# Excerpt to read
In Chicago, on the afternoon of June 9, 1930, Lingle left the Sherman House Hotel, where he had conversed with some power brokers, to catch the 1:30 pm train to a racetrack in Homewood where he gambled on horses. On his way through the Randolph Street Terminal, he was followed by two men. One of them, described as thin, with blonde hair, and blue eyes, raised his .38 caliber pistol and shot Lingle once directly in the back of the head, killing him.

===Investigation===
To find the killer quickly, the Chicago Tribune told readers the newspaper would give them a $25,000 reward if they had information that led them to the killer. Other local newspaper companies said they would throw in an extra $30,000. ($55,000 = $900,969 in 2021 money.)

In January 1931, the police received a tip and arrested a man by the name of Leo Vincent Brothers from St. Louis, Missouri. Many people swore that he was Lingle's killer. Others, including Brothers himself, denied his involvement. Convicted, Brothers was given the minimum sentence for murder of 14 years, and he served 8 years of the sentence.

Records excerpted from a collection
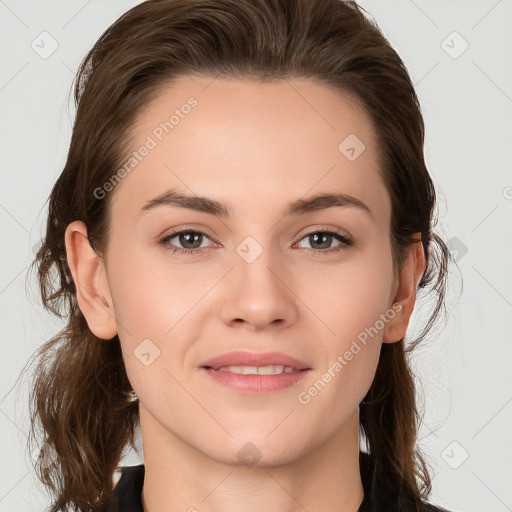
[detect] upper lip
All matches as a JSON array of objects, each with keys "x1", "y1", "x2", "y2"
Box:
[{"x1": 199, "y1": 350, "x2": 310, "y2": 370}]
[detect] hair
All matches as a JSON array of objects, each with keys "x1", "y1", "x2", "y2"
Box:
[{"x1": 17, "y1": 0, "x2": 449, "y2": 512}]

# What you will do
List every dollar amount mentioned in the excerpt about Lingle's murder.

# Task result
$25,000, $30,000, $55,000, $900,969